- **Aim A**
Answer these questions about the reflection on work and rest:
(i) How many footnotes did Chapter 7 of the book project have?
(ii) What two things does sleep do for the writer?
(iii) Conversations with whom feed the writer like bread?
- **Aim B**
Write a continuation of the reflection on work and rest, beginning after its final sentence.

- **Page excerpt**
◆ ◆ ◆ ◆
In the midst of it all, I somehow finished editing that crash book project that included 40 pages of source notes. (Chapter 7, by itself, had 192 footnotes to check and verify!)

It's been a crazy time, work-wise, with unique projects just like this one scheduled back to back with each other. But this week retaught me that it's manageable if I incorporate rest. 

Meeting with my peer group brings me life. Spiritual direction and counseling care for the ongoing health of my soul. Sleep helps my body rest and my mind recalibrate itself. Reading in the mornings helps my soul breathe and remember itself. Conversations with Kirk feed me like bread.

Each of these moments felt like a sacred trust — trust that God would provide enough time for what needs doing and that tending to my body, mind, heart, and spirit are just as essential fuel for the work as explicit time spent getting work done. 

It's hard to trust this sometimes, especially when deadlines loom large and the work — and my inner critic — won't let up their demands. (Perhaps you can relate?) But the question that keeps facing me is: Will I treat myself as a work horse, or will I remember I am a human with limits, in need of care for my mind, heart, body, and soul?

What's more, will I believe God makes enough time?
◆ ◆ ◆ ◆
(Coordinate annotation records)

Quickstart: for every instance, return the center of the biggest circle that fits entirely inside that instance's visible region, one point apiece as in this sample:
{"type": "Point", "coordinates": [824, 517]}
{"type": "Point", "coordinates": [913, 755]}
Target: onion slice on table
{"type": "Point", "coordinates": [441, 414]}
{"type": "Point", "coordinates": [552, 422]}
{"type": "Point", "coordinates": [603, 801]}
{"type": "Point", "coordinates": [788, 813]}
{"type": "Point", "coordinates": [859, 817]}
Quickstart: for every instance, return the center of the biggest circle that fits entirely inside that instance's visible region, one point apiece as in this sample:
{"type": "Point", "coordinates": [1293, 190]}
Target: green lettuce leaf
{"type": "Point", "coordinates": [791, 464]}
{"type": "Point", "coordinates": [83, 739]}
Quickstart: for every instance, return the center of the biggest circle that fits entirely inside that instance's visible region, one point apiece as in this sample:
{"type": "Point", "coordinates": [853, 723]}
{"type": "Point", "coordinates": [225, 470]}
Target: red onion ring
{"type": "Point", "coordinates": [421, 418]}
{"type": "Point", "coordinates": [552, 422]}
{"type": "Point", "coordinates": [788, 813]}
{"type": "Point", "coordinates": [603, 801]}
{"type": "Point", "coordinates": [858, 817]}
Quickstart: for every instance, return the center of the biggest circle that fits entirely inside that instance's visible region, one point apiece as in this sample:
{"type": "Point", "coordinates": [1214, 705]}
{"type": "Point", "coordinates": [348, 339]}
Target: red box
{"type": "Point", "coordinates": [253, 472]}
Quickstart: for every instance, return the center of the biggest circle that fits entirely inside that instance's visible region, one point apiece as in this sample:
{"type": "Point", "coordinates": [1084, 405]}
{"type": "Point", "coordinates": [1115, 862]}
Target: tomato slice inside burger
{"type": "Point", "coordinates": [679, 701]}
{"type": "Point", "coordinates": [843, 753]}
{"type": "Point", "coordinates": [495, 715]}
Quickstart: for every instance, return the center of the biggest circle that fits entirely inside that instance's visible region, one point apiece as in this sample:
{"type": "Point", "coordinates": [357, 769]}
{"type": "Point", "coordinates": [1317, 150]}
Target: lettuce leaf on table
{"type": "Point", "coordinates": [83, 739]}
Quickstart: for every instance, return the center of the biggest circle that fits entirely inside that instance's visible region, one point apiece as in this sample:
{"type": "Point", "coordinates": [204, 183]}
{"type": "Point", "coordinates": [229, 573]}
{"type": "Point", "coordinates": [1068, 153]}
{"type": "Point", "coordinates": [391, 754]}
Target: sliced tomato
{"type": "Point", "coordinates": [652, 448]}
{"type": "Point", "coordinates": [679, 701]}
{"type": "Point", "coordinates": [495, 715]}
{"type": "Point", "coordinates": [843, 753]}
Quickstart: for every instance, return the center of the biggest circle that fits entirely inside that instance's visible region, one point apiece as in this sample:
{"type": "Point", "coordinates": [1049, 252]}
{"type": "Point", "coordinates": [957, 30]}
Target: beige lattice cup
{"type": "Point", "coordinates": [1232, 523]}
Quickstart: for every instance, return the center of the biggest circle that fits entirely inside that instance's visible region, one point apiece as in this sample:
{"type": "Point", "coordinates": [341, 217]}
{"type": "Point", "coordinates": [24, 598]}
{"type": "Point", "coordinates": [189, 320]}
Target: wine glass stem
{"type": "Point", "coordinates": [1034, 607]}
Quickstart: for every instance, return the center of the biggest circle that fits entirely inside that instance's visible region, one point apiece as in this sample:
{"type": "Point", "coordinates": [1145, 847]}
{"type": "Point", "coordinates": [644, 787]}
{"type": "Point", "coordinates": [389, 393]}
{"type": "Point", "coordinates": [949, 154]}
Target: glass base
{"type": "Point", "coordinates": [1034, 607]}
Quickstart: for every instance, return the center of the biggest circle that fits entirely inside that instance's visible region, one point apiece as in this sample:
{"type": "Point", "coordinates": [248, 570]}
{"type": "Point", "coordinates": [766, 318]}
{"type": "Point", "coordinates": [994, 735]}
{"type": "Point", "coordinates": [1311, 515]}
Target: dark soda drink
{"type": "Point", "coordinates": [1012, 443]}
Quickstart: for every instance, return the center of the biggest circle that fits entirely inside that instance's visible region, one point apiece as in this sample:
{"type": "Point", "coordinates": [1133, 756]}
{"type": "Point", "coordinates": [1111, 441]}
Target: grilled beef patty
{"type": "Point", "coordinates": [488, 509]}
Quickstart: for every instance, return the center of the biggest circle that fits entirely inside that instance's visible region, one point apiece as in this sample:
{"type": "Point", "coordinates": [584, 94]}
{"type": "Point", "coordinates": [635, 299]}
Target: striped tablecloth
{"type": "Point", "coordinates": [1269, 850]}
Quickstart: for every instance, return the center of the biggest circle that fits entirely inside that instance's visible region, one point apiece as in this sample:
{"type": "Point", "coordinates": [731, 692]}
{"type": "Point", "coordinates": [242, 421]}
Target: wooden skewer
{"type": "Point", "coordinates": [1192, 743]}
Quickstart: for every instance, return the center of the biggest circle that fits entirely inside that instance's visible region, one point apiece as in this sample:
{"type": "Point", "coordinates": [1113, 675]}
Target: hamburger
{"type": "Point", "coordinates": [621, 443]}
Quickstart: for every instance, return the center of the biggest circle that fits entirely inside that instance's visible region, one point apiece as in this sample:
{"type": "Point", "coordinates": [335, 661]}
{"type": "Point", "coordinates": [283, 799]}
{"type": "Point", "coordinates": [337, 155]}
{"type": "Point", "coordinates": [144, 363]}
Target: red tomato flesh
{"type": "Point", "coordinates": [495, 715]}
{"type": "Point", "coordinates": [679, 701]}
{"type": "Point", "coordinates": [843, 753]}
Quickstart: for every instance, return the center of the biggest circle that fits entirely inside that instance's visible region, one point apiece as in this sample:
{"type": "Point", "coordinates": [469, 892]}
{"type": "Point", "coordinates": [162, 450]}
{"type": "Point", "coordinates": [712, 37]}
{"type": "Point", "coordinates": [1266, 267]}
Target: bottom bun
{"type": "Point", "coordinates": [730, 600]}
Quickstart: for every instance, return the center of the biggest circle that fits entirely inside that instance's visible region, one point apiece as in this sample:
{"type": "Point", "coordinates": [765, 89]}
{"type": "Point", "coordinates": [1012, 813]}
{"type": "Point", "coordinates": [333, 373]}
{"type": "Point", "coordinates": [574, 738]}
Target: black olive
◆ ◆ ◆ ◆
- **Written response A**
(i) 192
(ii) It helps the writer's body rest and mind recalibrate itself.
(iii) Kirk

- **Written response B**
All week long, I thought about that sabbath command: "Six days you shall do all your work, but the seventh day is a sabbath to the Lord your God" (Ex. 20:9). Given my experience of this past week, I'm wanting to tend to that seventh day of rest even more than before. But I also know we're meant to remember God's care and provision all week long, not just on Sundays. Practicing pockets of rest throughout the week can be just as important too.

Do you want to know what's uncanny to me? When I woke on the morning after my submission of that finished project, I noticed a certain buoyancy of spirit. I was tired but not depleted. I had energy to face the day. I had another project to begin, yes, but I gave myself a recovery day first. And then I was ready to start again.

Rest — whether physical, emotional, mental, or spiritual — is needed. It keeps us alive in more ways than one. At least, that's what I've been learning this week. 

What have you been learning?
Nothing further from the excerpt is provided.